* _UNTERSUCHTER TEXT_:
•••
Bericht

Aus dem Gesprächslabor: Die Sache mit dem Moped

Die Kommunikation unter dem Mikroskop: Wie wichtig es ist, Dinge auszusprechen.
Dr. Marcel Chahrour

Manchmal kann man fühlen, dass sich jemand geniert, auch wenn man ihn gar nicht kennt. Und man kann miteinander reden, ohne es wirklich zu tun. Mit Martin und seinem Moped war das so eine Sache. 

Irgendwo im Mostviertel, vielleicht vor zwanzig Jahren? Ich stelle mir die kleine Stadt Wieselburg vor, oder Scheibbs. Große Lastwagen, fast noch größere Traktoren. Zwischen den Orten Wälder und Felder, malerische Bäche und reißende Flüsse. Und bei einem Bankerl Martin mit seinem Moped. 

„Wir waren mit Freunden unterwegs. Ich bin mit meiner Freundin Kathi mit dem Moped weg, rein in die Stadt. Wir sind immer schnell unterwegs gewesen, wie es halt so ist mit 16 oder so. Bei der Kreuzung auf der Hauptstraße hab‘ ich mich vor einem Fahrzeug eingebremst. Die Kathi hat eine Bananenschale hinter sich geschmissen, genau auf das Auto. Bei grün sind wir dann weg, so schnell es halt ging. Noch vor dem Ortsende überholt mich ein Auto, bringt mich fast zum Stürzen. Ich brems mich ein, zeige ihm den Mittelfinger und schrei du Oasch, dann fahr ich weiter. Bei der nächsten Kreuzung beginnt das Spiel von neuem. Vielleicht einen oder zwei Kilometer nach dem Ort zwingt er mich auf das Bankett und zum Stehen bleiben. Hüpft raus und fragt, warum wir das gemacht haben. Ich start' an, will weg, schaff's aber nicht, er zieht an meiner Jacke und reißt mich fast runter. Ihr glaubt’s ihr seid's super gescheit, schreit er, dann springt er ins Auto und fährt weg.“

Unter dem Mikroskop

Das Moped-Gleichnis

Martins Geschichte ist nicht aus unserem Postkasterl. Die hat er mir selber erzählt, in der Tonalität. Ich habe mir zuerst gedacht: Wo ist da das Kommunikationsproblem? Die haben ja nichtmal miteinander geredet. Aber dann hat mich die Geschichte interessiert. Weil man ja auch miteinander kommunizieren kann, ohne zu sprechen. 

Und die Sprachlosigkeit von Martins Beispiel ist mir nicht aus dem Kopf gegangen. Zum Glück war ich mit meinem Interesse an dem Thema nicht allein. Eine zweite Klasse einer BAFEP aus Niederösterreich fand das nämlich auch ganz spannend. Und aus Martins Moped ist für mich ein Gleichnis geworden. 

Die Last des Ungesagten

Im Gesprächslabor wird nicht nur geredet. Wir grooven uns zuerst ein bisserl ein. Nehmen Rollen ein, erproben unser blindes Verständnis und ordnen uns selbst mit unserem Kommunikationsverhalten ein. Da ist, das kann ich versprechen, auch viel Bewegung drin.
•••
Was warf Kathi laut dem Bericht über das Moped hinter sich auf das Auto? Stütze dich dabei ausschließlich auf den Bericht.

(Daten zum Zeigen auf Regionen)
•••
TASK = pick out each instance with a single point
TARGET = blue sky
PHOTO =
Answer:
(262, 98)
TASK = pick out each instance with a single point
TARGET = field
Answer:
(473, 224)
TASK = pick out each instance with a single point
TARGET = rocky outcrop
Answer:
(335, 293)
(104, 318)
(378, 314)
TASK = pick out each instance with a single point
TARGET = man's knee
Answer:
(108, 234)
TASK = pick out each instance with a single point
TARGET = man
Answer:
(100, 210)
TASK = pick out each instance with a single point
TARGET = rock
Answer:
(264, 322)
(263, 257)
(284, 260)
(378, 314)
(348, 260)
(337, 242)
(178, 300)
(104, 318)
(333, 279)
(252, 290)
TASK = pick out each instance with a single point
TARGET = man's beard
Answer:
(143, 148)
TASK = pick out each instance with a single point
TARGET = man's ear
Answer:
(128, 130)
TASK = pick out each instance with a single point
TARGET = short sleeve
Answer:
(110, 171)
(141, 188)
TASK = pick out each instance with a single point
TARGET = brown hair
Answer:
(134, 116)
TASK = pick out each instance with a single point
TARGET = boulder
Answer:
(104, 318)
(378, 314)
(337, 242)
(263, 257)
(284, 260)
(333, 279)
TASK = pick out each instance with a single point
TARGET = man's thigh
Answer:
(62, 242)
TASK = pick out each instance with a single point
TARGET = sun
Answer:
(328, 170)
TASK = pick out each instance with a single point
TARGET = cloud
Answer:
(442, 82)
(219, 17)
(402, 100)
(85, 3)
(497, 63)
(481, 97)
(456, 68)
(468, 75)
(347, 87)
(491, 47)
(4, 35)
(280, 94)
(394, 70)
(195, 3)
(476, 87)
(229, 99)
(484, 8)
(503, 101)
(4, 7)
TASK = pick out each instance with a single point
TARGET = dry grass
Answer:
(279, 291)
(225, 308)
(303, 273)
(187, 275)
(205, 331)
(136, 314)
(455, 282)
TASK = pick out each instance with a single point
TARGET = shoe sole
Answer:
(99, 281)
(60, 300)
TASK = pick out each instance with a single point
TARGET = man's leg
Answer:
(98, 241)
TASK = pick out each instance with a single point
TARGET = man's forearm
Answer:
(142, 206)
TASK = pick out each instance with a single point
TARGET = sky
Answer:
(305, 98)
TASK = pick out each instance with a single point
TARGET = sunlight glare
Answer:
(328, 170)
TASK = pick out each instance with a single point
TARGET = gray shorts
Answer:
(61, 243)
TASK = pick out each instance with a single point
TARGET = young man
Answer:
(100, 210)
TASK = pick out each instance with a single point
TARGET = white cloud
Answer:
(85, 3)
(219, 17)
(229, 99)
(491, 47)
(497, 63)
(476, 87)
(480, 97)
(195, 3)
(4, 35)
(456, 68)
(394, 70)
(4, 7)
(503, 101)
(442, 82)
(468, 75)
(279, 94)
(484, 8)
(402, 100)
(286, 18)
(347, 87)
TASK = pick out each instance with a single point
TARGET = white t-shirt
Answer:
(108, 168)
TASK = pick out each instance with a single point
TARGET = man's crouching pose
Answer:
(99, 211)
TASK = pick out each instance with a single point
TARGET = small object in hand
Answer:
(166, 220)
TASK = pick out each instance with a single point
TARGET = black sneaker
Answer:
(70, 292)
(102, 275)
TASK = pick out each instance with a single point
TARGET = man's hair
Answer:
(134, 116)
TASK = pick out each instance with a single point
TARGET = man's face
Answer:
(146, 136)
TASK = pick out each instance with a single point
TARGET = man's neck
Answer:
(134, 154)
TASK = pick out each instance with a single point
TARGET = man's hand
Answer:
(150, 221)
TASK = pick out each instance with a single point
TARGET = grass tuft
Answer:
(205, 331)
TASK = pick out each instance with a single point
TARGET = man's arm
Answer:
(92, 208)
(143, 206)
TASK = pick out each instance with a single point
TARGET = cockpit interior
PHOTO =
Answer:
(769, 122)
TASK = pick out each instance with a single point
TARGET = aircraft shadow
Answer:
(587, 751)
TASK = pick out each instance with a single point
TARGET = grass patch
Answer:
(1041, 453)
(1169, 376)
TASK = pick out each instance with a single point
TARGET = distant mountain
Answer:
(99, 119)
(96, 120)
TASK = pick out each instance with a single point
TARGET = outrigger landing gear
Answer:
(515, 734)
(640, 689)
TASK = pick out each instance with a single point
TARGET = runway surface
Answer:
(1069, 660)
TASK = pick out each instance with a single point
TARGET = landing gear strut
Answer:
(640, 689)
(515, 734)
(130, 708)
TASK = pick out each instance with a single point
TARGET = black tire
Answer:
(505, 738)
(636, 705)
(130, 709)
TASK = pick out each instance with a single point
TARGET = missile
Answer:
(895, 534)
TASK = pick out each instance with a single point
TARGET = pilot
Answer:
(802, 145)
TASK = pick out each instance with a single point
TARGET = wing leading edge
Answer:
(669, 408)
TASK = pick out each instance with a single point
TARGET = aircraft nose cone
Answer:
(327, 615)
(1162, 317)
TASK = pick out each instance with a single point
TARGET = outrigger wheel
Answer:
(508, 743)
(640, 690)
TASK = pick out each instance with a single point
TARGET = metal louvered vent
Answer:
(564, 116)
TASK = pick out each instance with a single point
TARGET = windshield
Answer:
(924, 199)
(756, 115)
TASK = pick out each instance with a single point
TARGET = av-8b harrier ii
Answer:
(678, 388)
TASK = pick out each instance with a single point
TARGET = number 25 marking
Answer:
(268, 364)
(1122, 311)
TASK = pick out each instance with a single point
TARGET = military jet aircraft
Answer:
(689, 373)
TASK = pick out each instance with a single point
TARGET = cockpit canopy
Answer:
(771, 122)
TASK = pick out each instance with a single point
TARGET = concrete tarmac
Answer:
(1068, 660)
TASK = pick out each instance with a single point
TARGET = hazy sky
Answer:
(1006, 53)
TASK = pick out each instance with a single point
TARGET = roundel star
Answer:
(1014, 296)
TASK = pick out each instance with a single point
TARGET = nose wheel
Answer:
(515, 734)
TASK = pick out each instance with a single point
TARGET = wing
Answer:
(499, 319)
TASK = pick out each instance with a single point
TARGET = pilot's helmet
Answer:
•••
* _LÖSUNG_:
Eine Bananenschale.